* **Supplied records**

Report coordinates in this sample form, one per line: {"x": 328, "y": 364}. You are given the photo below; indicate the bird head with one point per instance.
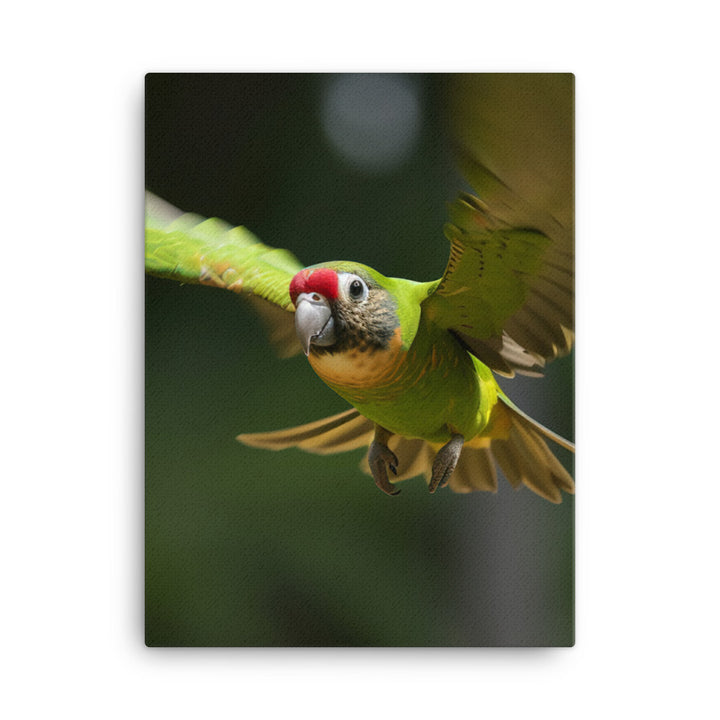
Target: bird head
{"x": 339, "y": 306}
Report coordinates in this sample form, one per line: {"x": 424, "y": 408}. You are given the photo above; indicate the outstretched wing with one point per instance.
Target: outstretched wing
{"x": 192, "y": 249}
{"x": 508, "y": 289}
{"x": 519, "y": 448}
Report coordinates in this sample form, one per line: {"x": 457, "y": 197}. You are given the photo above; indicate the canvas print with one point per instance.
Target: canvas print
{"x": 359, "y": 325}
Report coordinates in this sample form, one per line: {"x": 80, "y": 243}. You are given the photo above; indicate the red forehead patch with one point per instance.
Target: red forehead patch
{"x": 322, "y": 281}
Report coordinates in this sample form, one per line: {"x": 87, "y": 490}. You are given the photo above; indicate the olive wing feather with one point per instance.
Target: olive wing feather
{"x": 192, "y": 249}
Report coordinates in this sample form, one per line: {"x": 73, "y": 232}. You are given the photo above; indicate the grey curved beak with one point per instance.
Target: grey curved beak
{"x": 313, "y": 321}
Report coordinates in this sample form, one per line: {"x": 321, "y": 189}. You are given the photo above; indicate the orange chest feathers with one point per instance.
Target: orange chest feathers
{"x": 360, "y": 367}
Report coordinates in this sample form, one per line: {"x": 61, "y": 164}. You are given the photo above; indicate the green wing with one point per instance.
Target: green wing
{"x": 191, "y": 249}
{"x": 508, "y": 289}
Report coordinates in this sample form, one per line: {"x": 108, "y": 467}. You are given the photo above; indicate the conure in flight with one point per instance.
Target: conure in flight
{"x": 415, "y": 360}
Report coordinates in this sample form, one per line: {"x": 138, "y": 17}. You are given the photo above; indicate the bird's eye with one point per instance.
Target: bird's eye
{"x": 357, "y": 289}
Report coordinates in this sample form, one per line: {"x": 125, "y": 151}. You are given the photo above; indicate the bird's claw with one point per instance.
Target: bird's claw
{"x": 445, "y": 462}
{"x": 380, "y": 458}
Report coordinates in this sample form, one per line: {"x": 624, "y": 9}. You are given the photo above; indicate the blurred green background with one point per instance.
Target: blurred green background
{"x": 246, "y": 547}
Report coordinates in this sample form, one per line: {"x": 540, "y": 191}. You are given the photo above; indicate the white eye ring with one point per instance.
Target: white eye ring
{"x": 355, "y": 288}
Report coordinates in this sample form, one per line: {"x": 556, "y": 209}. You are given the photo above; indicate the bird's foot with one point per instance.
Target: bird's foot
{"x": 380, "y": 458}
{"x": 445, "y": 462}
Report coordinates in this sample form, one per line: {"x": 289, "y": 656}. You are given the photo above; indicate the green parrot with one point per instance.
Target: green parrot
{"x": 416, "y": 360}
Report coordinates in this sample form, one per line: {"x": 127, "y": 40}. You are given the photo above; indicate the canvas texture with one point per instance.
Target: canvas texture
{"x": 247, "y": 547}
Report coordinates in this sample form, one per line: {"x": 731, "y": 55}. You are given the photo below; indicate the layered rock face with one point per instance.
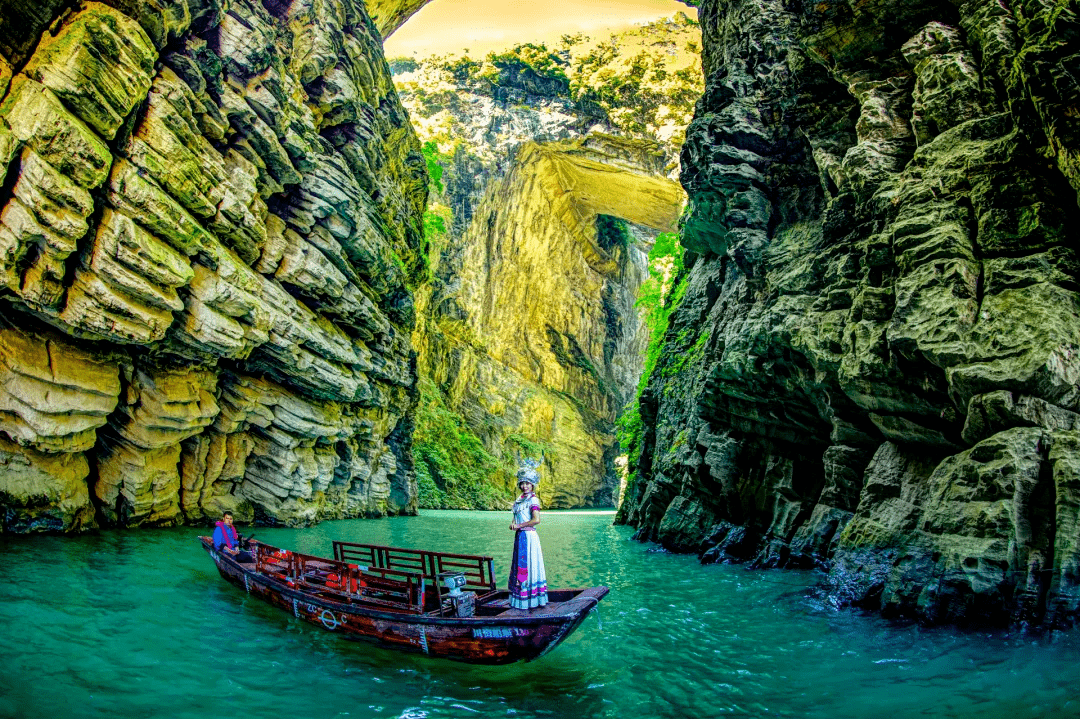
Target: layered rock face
{"x": 535, "y": 337}
{"x": 875, "y": 367}
{"x": 210, "y": 214}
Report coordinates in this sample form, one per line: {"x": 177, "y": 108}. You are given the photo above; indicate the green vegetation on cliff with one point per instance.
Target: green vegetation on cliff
{"x": 453, "y": 469}
{"x": 658, "y": 297}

* **Problem requirements**
Please reproduce the whole listing above word for word, leaving out the pictures.

* **Result of this exercise**
Report coordinates in this sample form, one per line: {"x": 328, "y": 364}. You are given the photo below; indicate the bird head with one point per instance.
Target: bird head
{"x": 339, "y": 306}
Report coordinates in this sample form, one per line: {"x": 424, "y": 408}. You are given the photo above; indicate the outstretched wing with one point per instance.
Target: outstretched wing
{"x": 192, "y": 249}
{"x": 508, "y": 289}
{"x": 519, "y": 448}
Report coordinates in this sample form, one per line: {"x": 457, "y": 197}. You are given the photo above; indicate the canvas print with one point per instance.
Target: canvas print
{"x": 359, "y": 325}
Report coordinates in this sample form, one per line: {"x": 80, "y": 243}. You are given the photo above; indicate the red forehead patch with one point per instance.
Target: red forehead patch
{"x": 322, "y": 281}
Report coordinates in this sample form, one per line: {"x": 87, "y": 490}. You are given the photo above; indicate the olive wing feather with one point per instance.
Target: olive wing feather
{"x": 192, "y": 249}
Report coordinates in this sample form, one per line: {"x": 73, "y": 232}. You are given the photo above; indicate the grey curved beak with one point per instance.
Target: grey curved beak
{"x": 313, "y": 321}
Report coordinates in this sample form, one per line: {"x": 321, "y": 189}. You are given the photo above; indicate the orange chest feathers with one point per instance.
Target: orange chest feathers
{"x": 360, "y": 367}
Report coordinates in this sample form, one per line: {"x": 61, "y": 164}. You are given the photo above; indicate the green wing with one point per instance.
Target: green wing
{"x": 191, "y": 249}
{"x": 508, "y": 289}
Report coordinates in this sample form, one per line: {"x": 108, "y": 467}. You are given the photo above; indicate the conure in flight with one point per instance.
Target: conure in flight
{"x": 415, "y": 360}
Report coordinates in this sample form, one per line: {"x": 138, "y": 17}. You are given the photo above; indicate the bird's eye with one point per instance.
Target: bird's eye
{"x": 357, "y": 289}
Report coordinates in this sample form, one per line: {"x": 125, "y": 151}. You are given the photo above; indicate the bird's claw with one point per instance.
Target: bird's claw
{"x": 445, "y": 462}
{"x": 380, "y": 458}
Report coordinates in this sample form, one per line: {"x": 624, "y": 9}. You are given the photo above; indicate the blurred green background with one point per instance.
Target: blurred green background
{"x": 246, "y": 547}
Report coordinates in this sample form, one per line: {"x": 540, "y": 191}. You are given the photo above; indicate the white eye ring with one point per instance.
Target: white eye ring
{"x": 355, "y": 288}
Report coordinates in this sample form, one per line: {"x": 556, "y": 209}. You are given the photo above; indicate the bird's foot with one point per instance.
Target: bird's foot
{"x": 380, "y": 458}
{"x": 445, "y": 462}
Report coordinates in this sample form, one per line: {"x": 289, "y": 656}. You are given the photo above; indicate the green parrot with one point per instance.
Target: green parrot
{"x": 416, "y": 360}
Report coordinates in this sample form, one per line: {"x": 127, "y": 40}. You are given the photo above; indicate the canvas texture with one point per instance.
Target: canvas texture
{"x": 247, "y": 547}
Report coordinates in this sample form, one per line: {"x": 731, "y": 55}. You are given the photo below; indicate the layered rock face with one point per instance.
Target: layered rock face
{"x": 535, "y": 337}
{"x": 875, "y": 367}
{"x": 210, "y": 214}
Report coordinates in this sample form, one per line: {"x": 177, "y": 108}. You are given the photo above; indicate the green vegetation on cliff with one point per instance.
Target: green vegetation on cliff
{"x": 453, "y": 469}
{"x": 658, "y": 297}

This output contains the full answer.